• **Text passage**:
Ferguson had recovered in time for his landmark day but the fare on offer was hardly a tonic. Park's first goal came at the end of a desperately poor first half in which neither side had mustered anything but the odd half chance. Ferguson gave another start to Gabriel Obertan after his goalscoring contribution against Bursaspor in Turkey during the week but, occupying the area behind lone striker, Javier Hernandez, the Frenchman was unable to assert his influence against a dogged Wolves side.
Bebe, having replaced Hargreaves, had a shot blocked by Richard Stearman but Ferguson must have been appalled by the lack of invention shown against a team in the bottom three. What little spark there was came from the visitors, for whom Matt Jarvis and Stephen Hunt provided the energy to put an experimental United midfield through its paces. The pair combined three minutes from the interval and would have given Wolves the lead had the waspish Irishman got on the end of Jarvis's menacing cross. Two minutes later United were in front. Darren Fletcher cut in from the left and found Park beautifully for the Korean to beat Hahnemann from close range.

[Point placement data]

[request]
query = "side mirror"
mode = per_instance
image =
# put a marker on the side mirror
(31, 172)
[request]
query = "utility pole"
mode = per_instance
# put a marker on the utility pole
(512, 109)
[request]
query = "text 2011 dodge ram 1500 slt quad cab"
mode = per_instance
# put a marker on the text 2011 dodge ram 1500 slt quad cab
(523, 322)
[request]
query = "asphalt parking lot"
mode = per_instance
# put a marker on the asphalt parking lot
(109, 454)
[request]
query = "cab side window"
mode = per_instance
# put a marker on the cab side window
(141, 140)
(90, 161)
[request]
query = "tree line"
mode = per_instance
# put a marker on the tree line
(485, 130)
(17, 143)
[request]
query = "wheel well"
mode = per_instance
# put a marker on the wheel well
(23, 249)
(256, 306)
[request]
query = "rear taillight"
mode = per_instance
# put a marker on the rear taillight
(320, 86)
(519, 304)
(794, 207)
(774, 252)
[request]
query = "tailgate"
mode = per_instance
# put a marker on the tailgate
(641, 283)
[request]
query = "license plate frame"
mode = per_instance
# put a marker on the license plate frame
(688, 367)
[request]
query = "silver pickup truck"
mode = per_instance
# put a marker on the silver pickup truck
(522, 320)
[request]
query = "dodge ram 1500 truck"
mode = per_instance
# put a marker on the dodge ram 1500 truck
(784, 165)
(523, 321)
* * *
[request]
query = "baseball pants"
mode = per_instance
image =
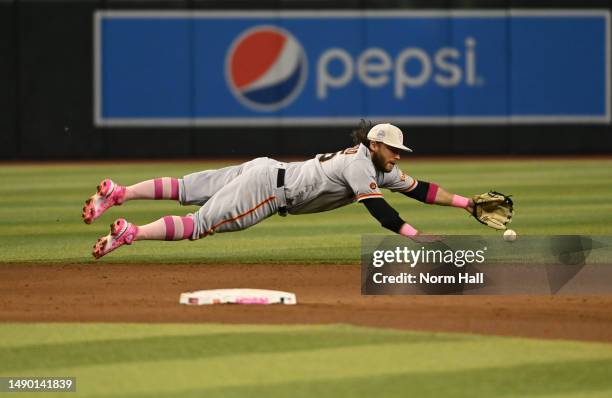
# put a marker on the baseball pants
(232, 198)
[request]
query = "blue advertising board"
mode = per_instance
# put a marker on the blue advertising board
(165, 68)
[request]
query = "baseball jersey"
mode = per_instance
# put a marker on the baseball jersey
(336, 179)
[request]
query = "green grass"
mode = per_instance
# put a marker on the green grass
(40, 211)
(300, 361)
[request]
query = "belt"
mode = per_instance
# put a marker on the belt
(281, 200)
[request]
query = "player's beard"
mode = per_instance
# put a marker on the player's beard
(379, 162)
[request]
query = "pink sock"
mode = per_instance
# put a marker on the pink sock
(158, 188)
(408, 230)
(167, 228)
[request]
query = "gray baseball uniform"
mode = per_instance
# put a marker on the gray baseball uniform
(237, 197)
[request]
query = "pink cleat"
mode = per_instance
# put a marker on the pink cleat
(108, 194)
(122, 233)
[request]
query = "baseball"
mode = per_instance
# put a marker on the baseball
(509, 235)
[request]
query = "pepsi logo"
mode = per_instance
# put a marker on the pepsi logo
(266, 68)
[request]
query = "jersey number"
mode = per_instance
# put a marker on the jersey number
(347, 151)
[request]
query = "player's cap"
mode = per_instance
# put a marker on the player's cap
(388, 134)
* * *
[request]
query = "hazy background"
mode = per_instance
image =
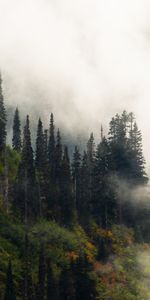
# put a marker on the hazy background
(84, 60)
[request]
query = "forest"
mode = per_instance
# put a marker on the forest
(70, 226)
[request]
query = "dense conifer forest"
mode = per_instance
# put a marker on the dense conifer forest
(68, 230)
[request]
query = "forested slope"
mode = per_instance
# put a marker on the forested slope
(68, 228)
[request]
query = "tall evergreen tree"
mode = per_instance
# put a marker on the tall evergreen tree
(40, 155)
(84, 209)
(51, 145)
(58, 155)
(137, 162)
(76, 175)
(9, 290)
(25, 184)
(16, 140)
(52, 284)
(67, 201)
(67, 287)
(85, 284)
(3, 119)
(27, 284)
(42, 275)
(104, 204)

• **Set problem**: Continue the football match report about Manchester United and Wolves from the point where it ends.

• **Reply to the exercise**:
McCarthy has been credited for covering a greater distance inside his technical area than any other Premier League manager but it was his mental, rather than physical, alertness that helped bring about the equaliser. McCarthy shuffled his pack with an attacking substitution 20 minutes into the second half, introducing Ebanks-Blake and Fletcher to the fray. Within a minute Wolves were level, Ebanks-Blake catching the usually excellent Nemanja Vidic flat-footed as he received a miscued shot from Nenad Milijas and scored through Edwin van der Sar's legs.
Park, though, had the final say. "We have done this so many times you simply have to admire the perseverance," said Ferguson. There was little else to admire.